◆ Selected extract:
+++

Art Destination Florence
My Personal Relationship to Florence and its Art
It’s all very personal really. But what can you do if you’re personally attached to a place, to the extent that it somehow defined parts of your life, influenced the choices you made? For me, that’s how my relationship to Florence is. It’s true that with the passing of time most relationships change and they get a different meaning, but what once finds a comfortable spot in your heart is really hard to get rid of. And Florence never gave me any reason for doing so.
A personal relationship
Some twenty years ago it was time for me to take my first steps away from home. For one or another reason the choice turned out to be a semester of studies in Florence, studying Italian. As a bonus, we also got art history classes, plenty of visits to museums and a deepened insight into what the city had to offer. You could say that I went to Italy with the goal of immersing myself in the world of calcio (that is, Italian football) and somehow I left with an added interest to the world of fine arts. And Italian food. And chianti. And so much else, including a way of looking at the world. Simply an interest for all kind of things and this curiosity was awakened during those months in 1994.

+++

◆ Collected data:

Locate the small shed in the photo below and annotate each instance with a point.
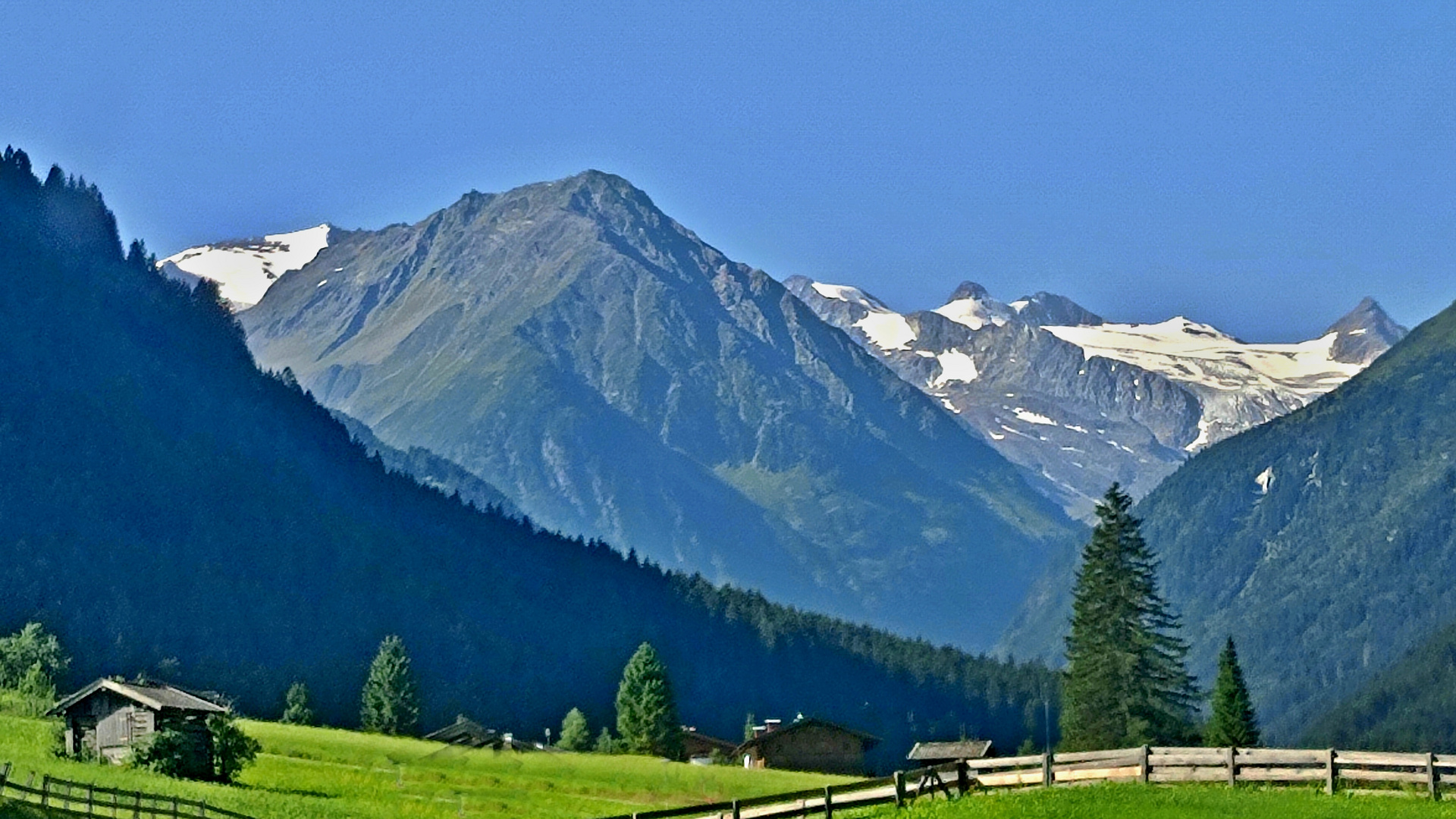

+++

◆ Task instructions: Quote the Florence text word for word between "Art Destination Florence" and "for doing so.", inclusive.

◆ Answer space:
Art Destination Florence
My Personal Relationship to Florence and its Art
It’s all very personal really. But what can you do if you’re personally attached to a place, to the extent that it somehow defined parts of your life, influenced the choices you made? For me, that’s how my relationship to Florence is. It’s true that with the passing of time most relationships change and they get a different meaning, but what once finds a comfortable spot in your heart is really hard to get rid of. And Florence never gave me any reason for doing so.